▶ INSTRUCTION
Only the run of lines from the one containing "Q: For the photo above, point to the sky, giving" through the last line should be returned, exactly as written.

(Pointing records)
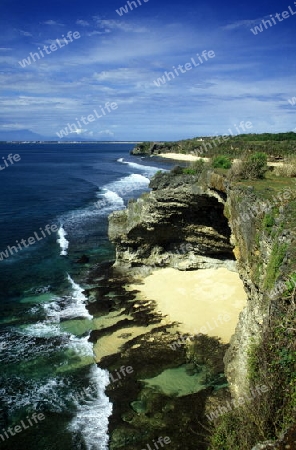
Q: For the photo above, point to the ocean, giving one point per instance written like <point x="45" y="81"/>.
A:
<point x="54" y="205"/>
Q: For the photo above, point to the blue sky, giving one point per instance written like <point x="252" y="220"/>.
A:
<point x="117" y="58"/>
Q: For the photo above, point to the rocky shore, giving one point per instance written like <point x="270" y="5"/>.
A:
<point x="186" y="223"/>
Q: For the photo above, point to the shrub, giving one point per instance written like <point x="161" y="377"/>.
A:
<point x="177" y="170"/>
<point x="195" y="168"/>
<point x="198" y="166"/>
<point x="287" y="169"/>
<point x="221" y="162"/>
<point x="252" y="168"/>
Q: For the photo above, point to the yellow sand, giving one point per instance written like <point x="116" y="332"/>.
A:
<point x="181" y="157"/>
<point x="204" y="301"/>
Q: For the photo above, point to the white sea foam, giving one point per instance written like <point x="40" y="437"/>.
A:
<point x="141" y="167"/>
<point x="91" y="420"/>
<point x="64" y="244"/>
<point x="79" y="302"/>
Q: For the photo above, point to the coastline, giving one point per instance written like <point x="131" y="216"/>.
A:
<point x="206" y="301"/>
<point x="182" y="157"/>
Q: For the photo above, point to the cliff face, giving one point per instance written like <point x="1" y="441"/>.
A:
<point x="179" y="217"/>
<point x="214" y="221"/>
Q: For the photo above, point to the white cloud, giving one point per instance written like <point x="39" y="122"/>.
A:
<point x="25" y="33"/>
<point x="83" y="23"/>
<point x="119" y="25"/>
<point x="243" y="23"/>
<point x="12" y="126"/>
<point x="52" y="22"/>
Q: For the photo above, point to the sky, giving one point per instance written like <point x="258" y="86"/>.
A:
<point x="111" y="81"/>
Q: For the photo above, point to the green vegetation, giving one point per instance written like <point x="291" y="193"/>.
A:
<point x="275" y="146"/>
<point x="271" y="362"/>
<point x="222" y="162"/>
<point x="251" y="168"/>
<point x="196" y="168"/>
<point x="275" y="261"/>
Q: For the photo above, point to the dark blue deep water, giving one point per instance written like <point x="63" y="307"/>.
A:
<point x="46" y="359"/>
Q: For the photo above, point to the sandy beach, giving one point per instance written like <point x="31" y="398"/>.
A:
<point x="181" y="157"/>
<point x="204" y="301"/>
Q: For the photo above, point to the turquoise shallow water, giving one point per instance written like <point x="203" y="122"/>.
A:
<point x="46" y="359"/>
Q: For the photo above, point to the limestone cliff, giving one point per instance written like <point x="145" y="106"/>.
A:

▶ EXERCISE RESULT
Q: For the photo above, point to the sky, giving one point per instance written like <point x="258" y="86"/>.
A:
<point x="111" y="81"/>
Q: For the photo above, point to the green vegetation, giving one point per instance written like <point x="291" y="193"/>.
A:
<point x="275" y="146"/>
<point x="271" y="362"/>
<point x="222" y="162"/>
<point x="251" y="168"/>
<point x="196" y="168"/>
<point x="275" y="261"/>
Q: For the photo above, point to the dark blue deep water, giving one point per instance written like <point x="63" y="307"/>.
A:
<point x="46" y="359"/>
Q: For the photo above, point to the sandy beach, giving one point per instance written like <point x="31" y="398"/>.
A:
<point x="181" y="157"/>
<point x="204" y="301"/>
Q: For the photo above, point to the turquoise shallow water, giving one point per instance written like <point x="203" y="122"/>.
A:
<point x="46" y="359"/>
Q: For the photo above, point to the limestone cliff, giving one point per instance written like <point x="145" y="106"/>.
A:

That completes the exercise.